--- BEGIN Given records ---

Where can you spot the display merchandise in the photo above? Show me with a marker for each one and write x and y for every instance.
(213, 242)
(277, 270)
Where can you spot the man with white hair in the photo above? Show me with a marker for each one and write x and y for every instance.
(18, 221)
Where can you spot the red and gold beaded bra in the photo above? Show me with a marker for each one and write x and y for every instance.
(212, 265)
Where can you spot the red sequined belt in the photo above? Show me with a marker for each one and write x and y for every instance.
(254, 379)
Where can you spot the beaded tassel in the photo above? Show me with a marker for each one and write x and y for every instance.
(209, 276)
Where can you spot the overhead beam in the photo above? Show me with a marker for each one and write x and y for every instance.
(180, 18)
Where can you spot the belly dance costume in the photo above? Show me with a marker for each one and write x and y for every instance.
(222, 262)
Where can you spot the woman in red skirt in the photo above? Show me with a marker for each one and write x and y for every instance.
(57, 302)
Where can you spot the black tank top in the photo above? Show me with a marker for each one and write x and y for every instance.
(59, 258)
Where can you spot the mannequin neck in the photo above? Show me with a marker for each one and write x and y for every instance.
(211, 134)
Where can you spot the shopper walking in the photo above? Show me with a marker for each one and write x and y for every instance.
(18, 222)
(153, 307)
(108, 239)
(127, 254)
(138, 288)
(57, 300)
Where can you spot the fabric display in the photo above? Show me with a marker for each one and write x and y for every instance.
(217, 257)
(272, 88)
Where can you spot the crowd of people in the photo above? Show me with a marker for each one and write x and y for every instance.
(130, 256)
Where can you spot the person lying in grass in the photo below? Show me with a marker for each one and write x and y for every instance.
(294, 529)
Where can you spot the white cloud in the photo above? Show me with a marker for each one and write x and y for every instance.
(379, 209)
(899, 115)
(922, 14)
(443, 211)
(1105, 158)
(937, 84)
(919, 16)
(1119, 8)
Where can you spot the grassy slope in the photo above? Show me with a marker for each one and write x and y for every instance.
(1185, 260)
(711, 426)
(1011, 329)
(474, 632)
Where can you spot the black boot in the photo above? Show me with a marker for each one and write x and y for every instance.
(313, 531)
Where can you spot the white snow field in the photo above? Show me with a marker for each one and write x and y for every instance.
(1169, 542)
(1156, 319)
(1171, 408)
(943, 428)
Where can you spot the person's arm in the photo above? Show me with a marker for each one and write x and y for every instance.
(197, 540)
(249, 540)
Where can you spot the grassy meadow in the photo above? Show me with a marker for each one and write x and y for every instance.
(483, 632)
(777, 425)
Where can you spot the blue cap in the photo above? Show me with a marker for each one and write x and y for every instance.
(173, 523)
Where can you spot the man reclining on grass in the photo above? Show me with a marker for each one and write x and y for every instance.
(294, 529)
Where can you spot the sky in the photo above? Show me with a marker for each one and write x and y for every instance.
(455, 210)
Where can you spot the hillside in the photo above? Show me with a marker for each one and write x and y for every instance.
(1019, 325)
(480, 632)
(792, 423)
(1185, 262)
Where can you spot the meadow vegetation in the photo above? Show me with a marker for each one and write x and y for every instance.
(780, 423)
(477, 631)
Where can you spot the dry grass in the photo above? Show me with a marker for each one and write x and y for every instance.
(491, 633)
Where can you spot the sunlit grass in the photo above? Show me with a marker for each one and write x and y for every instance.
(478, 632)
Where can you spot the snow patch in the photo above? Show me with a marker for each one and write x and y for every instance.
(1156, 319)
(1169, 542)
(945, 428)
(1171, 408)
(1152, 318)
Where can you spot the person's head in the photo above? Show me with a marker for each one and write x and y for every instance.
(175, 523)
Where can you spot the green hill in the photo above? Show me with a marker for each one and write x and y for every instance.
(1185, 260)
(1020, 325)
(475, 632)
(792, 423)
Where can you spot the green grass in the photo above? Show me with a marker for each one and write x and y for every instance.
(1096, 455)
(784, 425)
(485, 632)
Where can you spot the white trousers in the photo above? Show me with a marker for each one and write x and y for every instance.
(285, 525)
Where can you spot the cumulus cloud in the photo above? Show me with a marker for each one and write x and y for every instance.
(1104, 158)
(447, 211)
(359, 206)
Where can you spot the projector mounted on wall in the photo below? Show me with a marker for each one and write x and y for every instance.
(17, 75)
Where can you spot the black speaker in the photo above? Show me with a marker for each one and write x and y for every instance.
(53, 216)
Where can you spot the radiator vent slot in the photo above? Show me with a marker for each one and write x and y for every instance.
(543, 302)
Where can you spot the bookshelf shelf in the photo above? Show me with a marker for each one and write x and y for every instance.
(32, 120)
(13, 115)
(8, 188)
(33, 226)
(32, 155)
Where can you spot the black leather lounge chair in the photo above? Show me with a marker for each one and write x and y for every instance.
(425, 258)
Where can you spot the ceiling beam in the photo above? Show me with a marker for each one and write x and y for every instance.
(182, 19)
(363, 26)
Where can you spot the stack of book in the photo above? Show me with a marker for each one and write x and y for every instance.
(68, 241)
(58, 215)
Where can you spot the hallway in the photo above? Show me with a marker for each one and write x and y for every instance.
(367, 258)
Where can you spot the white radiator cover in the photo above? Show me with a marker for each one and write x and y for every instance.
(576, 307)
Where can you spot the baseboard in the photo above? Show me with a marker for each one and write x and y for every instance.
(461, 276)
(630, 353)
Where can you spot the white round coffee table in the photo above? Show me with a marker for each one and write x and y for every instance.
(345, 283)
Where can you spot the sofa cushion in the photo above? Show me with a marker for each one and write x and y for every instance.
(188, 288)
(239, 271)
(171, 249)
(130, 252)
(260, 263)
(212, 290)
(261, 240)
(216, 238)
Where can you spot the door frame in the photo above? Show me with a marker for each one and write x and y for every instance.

--- END Given records ---

Convert the lines of the records starting at the line containing "Where can you spot the white cloud" and ending at the line containing "(1185, 262)" into a JSON array of strings, one string per line, with blank lines omitted.

[
  "Where can you spot the white cloud in the photo above? Show me with a marker for each one and write x and y for every instance.",
  "(379, 209)",
  "(899, 115)",
  "(922, 14)",
  "(443, 211)",
  "(1105, 158)",
  "(937, 84)",
  "(919, 16)",
  "(1119, 8)",
  "Where can you spot the grassy slope in the photo above? Show me with a marker for each one and write x and y for every instance.",
  "(1185, 260)",
  "(711, 426)",
  "(1011, 329)",
  "(474, 632)",
  "Where can you spot the black boot in the photo above? Show me with a marker for each one and write x and y for every instance.",
  "(313, 531)",
  "Where can you spot the white snow field in the photo above? Show me with a marker for each one and write x and y for every instance.",
  "(1169, 542)",
  "(1156, 319)",
  "(1171, 408)",
  "(943, 428)",
  "Where can you spot the person's arm in the photo above? Show me with a marker for each one and write x and y for every instance.",
  "(197, 540)",
  "(249, 540)",
  "Where can you spot the grassy meadow in the photo above? Show me with a marker for each one and write x and y for every instance.",
  "(483, 632)",
  "(777, 425)",
  "Where can you spot the blue cap in the photo above? Show me with a marker for each one and write x and y for every instance.",
  "(173, 523)",
  "Where can you spot the man reclining on grass in the photo above? Show me with a marker for each one and write x and y for every instance.",
  "(294, 529)",
  "Where can you spot the sky in the photo above? Show me with a marker for each one and write x and y for every instance.",
  "(455, 210)",
  "Where can you spot the hillside in the photo above? Show me with a marker for each one and write x and y for every instance.",
  "(1019, 325)",
  "(480, 632)",
  "(792, 423)",
  "(1185, 262)"
]